_EXERCISE INSTRUCTIONS_: Convert the items below, starting at the line that contains "of the green" and ending at the line that contains "[(138, 103), (288, 75)]", both lines included, into a two-column CSV with the headers item_text and answer. Give one row per item, with each field enclosed in quotation marks and line breaks replaced by spaces.

_TASK INPUT_:
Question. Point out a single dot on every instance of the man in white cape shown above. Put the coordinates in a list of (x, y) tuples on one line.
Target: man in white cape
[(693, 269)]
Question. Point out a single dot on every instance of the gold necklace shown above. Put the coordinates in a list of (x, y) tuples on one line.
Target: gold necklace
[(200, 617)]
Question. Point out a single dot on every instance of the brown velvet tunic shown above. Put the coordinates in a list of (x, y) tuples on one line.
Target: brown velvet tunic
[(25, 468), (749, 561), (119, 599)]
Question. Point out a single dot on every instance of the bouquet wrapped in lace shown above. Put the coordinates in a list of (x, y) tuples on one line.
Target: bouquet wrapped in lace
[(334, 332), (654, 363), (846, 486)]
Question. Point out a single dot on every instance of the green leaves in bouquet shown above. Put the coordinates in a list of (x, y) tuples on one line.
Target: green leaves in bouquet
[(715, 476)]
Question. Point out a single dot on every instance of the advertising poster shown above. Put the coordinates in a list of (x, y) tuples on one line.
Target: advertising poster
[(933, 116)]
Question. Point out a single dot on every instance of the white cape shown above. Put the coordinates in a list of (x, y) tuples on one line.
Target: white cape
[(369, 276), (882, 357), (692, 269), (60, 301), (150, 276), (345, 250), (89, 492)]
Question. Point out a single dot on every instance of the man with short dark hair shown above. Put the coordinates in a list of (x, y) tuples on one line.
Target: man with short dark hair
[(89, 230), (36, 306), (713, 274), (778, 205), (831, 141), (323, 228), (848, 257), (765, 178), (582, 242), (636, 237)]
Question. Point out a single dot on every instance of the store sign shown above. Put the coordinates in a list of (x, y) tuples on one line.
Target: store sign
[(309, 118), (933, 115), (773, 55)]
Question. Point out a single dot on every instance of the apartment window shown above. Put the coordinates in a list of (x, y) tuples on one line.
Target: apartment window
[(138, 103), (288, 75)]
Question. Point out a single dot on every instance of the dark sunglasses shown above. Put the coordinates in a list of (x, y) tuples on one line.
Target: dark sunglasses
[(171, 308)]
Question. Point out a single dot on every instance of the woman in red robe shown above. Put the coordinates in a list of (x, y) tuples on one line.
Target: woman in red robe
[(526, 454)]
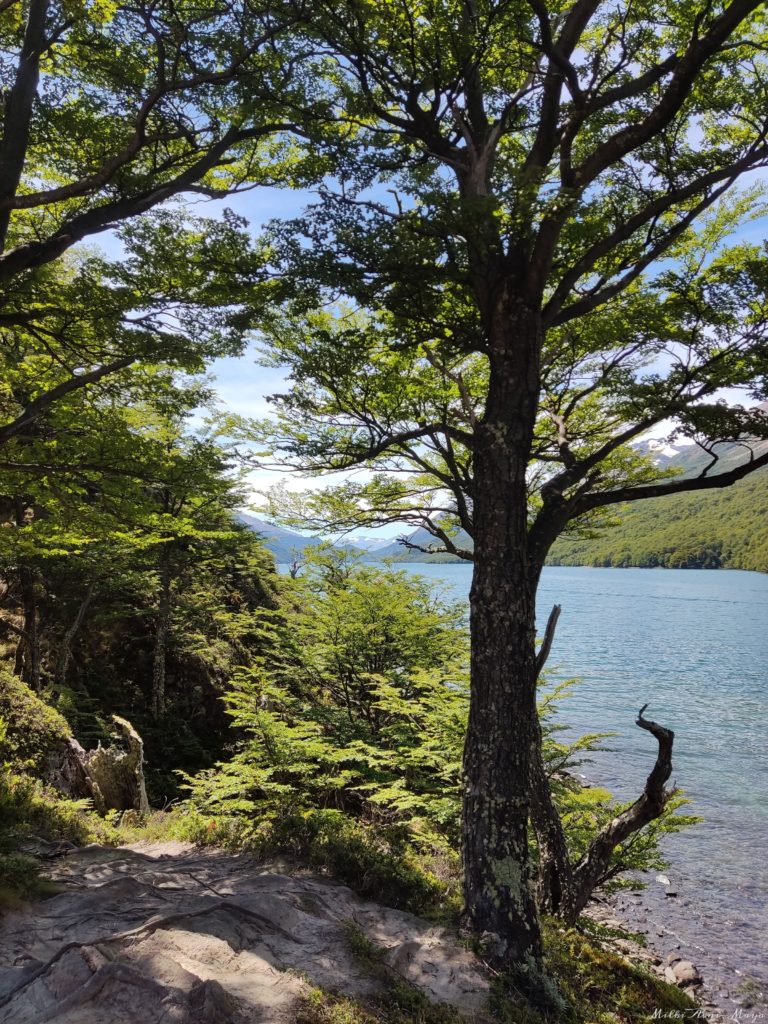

_WORKED SOLUTION_:
item_text,answer
"Question. Point out a single dot on every instance of the green leaves in bouquet shown above. Put the coordinates in a list of (x, y) tuples on one line. Target: green leaves in bouquet","[(715, 476)]"
"Question. Point out a single dot on every instance of the advertising poster shown above. Put the coordinates in a list of (x, y) tuples on one line. Target: advertising poster","[(933, 116)]"
"Question. Point out a single dot on every instance of the white cape shown above. Put the coordinates in a list of (x, y) tuples on one line. Target: white cape","[(369, 276), (882, 357), (692, 269), (60, 301), (150, 276), (345, 250), (89, 492)]"
"Question. Point out a single dot on every instance of the man with short dark hair shown above. Put the coordinates in a list of (x, y) tuples on one line. Target: man with short dark hair","[(89, 230), (36, 306), (713, 274), (778, 205), (831, 141), (323, 228), (848, 257), (765, 178), (582, 242), (636, 237)]"
"Question. Point out a single dot on every instance of the store sign shown above. Put the coordinates in a list of (x, y) tuples on one line. Target: store sign","[(309, 118), (933, 115), (773, 55)]"
"Question. Point out a single dot on every instance of the apartment window shown above. Put the coordinates in a list of (x, y) tuples on one line. Target: apartment window","[(138, 103), (288, 75)]"